[START Supplied material]

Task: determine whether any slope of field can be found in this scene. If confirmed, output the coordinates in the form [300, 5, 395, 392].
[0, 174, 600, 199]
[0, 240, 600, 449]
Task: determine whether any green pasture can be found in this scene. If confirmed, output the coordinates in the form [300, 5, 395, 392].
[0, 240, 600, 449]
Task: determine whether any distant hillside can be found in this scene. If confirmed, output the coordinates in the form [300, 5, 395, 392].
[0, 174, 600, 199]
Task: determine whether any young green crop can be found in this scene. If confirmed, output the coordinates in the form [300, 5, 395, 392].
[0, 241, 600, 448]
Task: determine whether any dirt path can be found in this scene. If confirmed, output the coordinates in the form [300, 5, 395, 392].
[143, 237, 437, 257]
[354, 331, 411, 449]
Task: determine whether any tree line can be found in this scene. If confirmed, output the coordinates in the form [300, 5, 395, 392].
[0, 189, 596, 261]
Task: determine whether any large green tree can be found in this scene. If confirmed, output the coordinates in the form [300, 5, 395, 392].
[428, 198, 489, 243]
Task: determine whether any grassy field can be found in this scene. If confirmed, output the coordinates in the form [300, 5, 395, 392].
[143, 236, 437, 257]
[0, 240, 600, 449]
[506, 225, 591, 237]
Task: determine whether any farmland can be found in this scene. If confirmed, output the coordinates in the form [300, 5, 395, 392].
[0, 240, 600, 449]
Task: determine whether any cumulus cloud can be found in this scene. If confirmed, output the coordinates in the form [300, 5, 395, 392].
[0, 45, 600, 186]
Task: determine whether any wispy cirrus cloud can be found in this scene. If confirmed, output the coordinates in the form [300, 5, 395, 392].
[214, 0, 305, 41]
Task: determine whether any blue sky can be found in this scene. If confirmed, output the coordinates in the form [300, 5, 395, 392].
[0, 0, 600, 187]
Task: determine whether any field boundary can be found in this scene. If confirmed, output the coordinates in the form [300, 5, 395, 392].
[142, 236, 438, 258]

[END Supplied material]

> [Given request]: Render the items above as a two-column CSV with the headers instruction and coordinates, one row per item, putting each item's text and its answer in a single quoted field with any line breaks replaced by spaces.

> [Task result]:
instruction,coordinates
"Task: determine whether any slope of field can be found in this scene. If confirmed, output the coordinates in the form [300, 5, 395, 392].","[0, 174, 600, 199] [0, 240, 600, 449]"
"Task: determine whether any green pasture can be found in this scene. If confirmed, output the coordinates in the form [300, 5, 395, 392].","[0, 240, 600, 449]"
"Task: determine whether any distant hillside can be found in this scene. If confirmed, output the coordinates in the form [300, 5, 395, 392].","[0, 174, 600, 199]"
"Task: determine whether any young green crop can be found in this scene. If confirmed, output the coordinates in the form [300, 5, 395, 392].","[0, 241, 600, 448]"
"Task: determine whether any dirt path can be found in this scene. If confirmed, output the coordinates in the form [300, 5, 395, 392].","[143, 237, 437, 257] [354, 331, 411, 449]"
"Task: determine whether any tree line can be found in this scene. If confirmed, output the coordinates in the form [300, 5, 395, 392].","[0, 189, 596, 261]"
"Task: determine whether any large green tree can be found in this scene. If confirmed, output the coordinates in the form [300, 5, 395, 392].","[428, 198, 489, 243]"
"Task: determine whether any grassy field can be found in this scene. If confirmed, output the coordinates in the form [300, 5, 395, 392].","[143, 236, 437, 257] [0, 240, 600, 449] [506, 225, 591, 237]"
"Task: determine whether any farmland can be found in this scene. If confirmed, output the coordinates in the form [300, 5, 395, 392].","[0, 240, 600, 449]"
"Task: determine whether any cumulus cloud can be found in this scene. If confirmed, output the coordinates in the form [300, 5, 395, 392].","[0, 45, 600, 186]"
"Task: determine whether any wispy cirrus cloud can be found in this scene. If confirmed, output the coordinates in the form [300, 5, 395, 392].","[214, 0, 305, 41]"
"Task: determine whether any blue sky can be found in this scene. If confirmed, output the coordinates in the form [300, 5, 395, 392].","[0, 0, 600, 187]"
"Task: determine whether any field boundary can be found in this scene. If confirmed, output the coordinates in the form [300, 5, 395, 392].","[142, 236, 438, 258]"